Yapılacak görev A:
Evliya kabirleri yazısına göre aşağıdaki soruları yanıtlayın:
(i) Murat Bardakçı hangi yayın kuruluşunun yazarı olarak tanıtılıyor?
(ii) Bahaeddin Nakşibend'in Buhara'daki kabri neyin gölgesinde bulunuyor?
(iii) "Câmîü's-Sahîh" kime ait?
Yapılacak görev B: Evliya kabirleri yazısında "Türk tarihinin ve Türk sanatının yanısıra" diye başlayan paragrafı, temel bilgilerini koruyarak kısa maddeler hâlinde yeniden yazın.
Yapılacak görev C: Evliya kabirleri yazısını, son cümlesinden sonra gelecek kısımla sürdürün.

Semerkand ve Buhara’daki evliya kabirleri
Meclis Başkanı Binali Yıldırım’ın Özbekistan ziyaretine katılan Habertürk yazarı Murat Bardakçı, Timur’un mezar odasının ardından İslâm dünyasının önemli âlimlerinin Buhara ve Semerkand’daki türbelerini ve bu mekânlara yaptıkları ziyaretleri yazıyor
Türk tarihinin ve Türk sanatının yanısıra İslâm itikadı bakımından da çok önemli mekânları barındıran Özbekistan seyahatimizde bu yerlerden bazılarını görebilme fırsatını bulduk. İslâm dünyasının en güçlü tarikati olan Nakşıbendîlik’in kurucusu Bahaeddin Nakşibend’in Buhara’da bir dut ağacının gölgesindeki kabrini, İslâm dünyasının ana hadis kitaplarının başında gelen “Câmîü’s-Sahîh”in sahibi İmam Buharî’nin türbesi ile mezar odasını ve Sünnî âleminin İmam Eş’ârî ile beraber önde gelen iki itikad imamından biri olan İmam Mâturîdî’nin kabrini ziyaret ettik.

Çıkarılan kayıtlar:

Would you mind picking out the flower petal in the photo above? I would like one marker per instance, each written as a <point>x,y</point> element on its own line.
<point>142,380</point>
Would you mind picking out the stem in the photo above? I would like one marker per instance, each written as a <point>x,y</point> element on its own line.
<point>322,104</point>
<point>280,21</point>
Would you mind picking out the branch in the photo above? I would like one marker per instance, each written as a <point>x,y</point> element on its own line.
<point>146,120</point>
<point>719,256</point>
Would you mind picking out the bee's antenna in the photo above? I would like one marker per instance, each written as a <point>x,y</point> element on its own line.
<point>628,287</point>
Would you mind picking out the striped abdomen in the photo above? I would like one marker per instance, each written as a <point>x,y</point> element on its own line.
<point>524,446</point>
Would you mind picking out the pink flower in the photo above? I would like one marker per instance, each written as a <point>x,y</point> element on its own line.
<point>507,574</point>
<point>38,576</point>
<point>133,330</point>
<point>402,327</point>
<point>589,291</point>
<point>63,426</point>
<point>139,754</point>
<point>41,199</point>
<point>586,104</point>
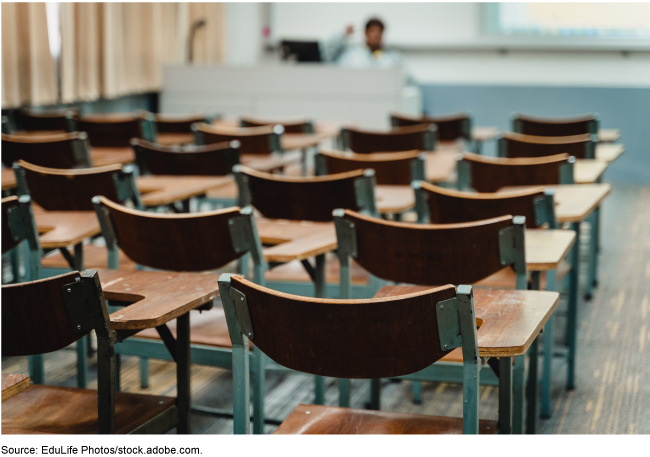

Yanıt A:
(i) Habertürk
(ii) Bir dut ağacının
(iii) İmam Buharî

Yanıt B:
- Özbekistan, Türk tarihi, Türk sanatı ve İslâm itikadı bakımından önemli mekânlar barındırıyor. Seyahatte bunların bazıları görüldü.
- İslâm dünyasının en güçlü tarikatı Nakşıbendîlik'in kurucusu Bahaeddin Nakşibend'in Buhara'da, bir dut ağacının gölgesindeki kabri ziyaret edildi.
- Başlıca hadis kitaplarından "Câmîü's-Sahîh"in sahibi İmam Buharî'nin türbesi ve mezar odası ziyaret edildi.
- Sünnî âlemin İmam Eş'ârî ile birlikte önde gelen iki itikad imamından biri olan İmam Mâturîdî'nin kabri ziyaret edildi.

Yanıt C:
Bahaeddin Nakşibend’in türbesini Cumhurbaşkanı Tayyip Erdoğan’ın geçtiğimiz Mayıs’ta yaptığı Özbekistan seyahatinde ziyaret etmiş ve intibalarımı o zaman yazmıştım…
Şimdi, dört ay aradan sonra bu hafta tekrar ziyaret imkânını bulduğum türbeden yeniden bahsedeyim:
İslâm dünyasının yaygınlık bakımından Kadirîlik’ten sonra ikinci ama siyasî güç olarak birinci tarikatı Nakşibendîlik’in kurucusu Muhammed bin Muhammed Bahaeddin el-Buharî, yani Bahaeddin-i Nakşibend, Buhara’da ortasında geniş bir havuzun bulunduğu avluda etrafı insan boyundan yüksekçe mermerlerle çevrili ve büyücek bir dut ağacının gölgesinde kalan üzeri açık, yani kubbesiz kabrinde yatıyor…
Kabrin önünde şekil bakımından bizdekileri andıran kitabeli bir mezar taşı var ve kitabede özetle “Burası 1318’de buradaki mübarek Kasr-ı Ârifân köyünde doğan, Baba Muhammed Semmâsî ile Emîr Külâl tarafından yetiştirilen, hakikatlerin kâşifi ve hakkın halk üzerindeki delîli olan ve 1389’da vefat eden Seyyid Muhammed oğlu Seyyid Muhammed Bahaeddin’in nurlu kabridir” yazılı.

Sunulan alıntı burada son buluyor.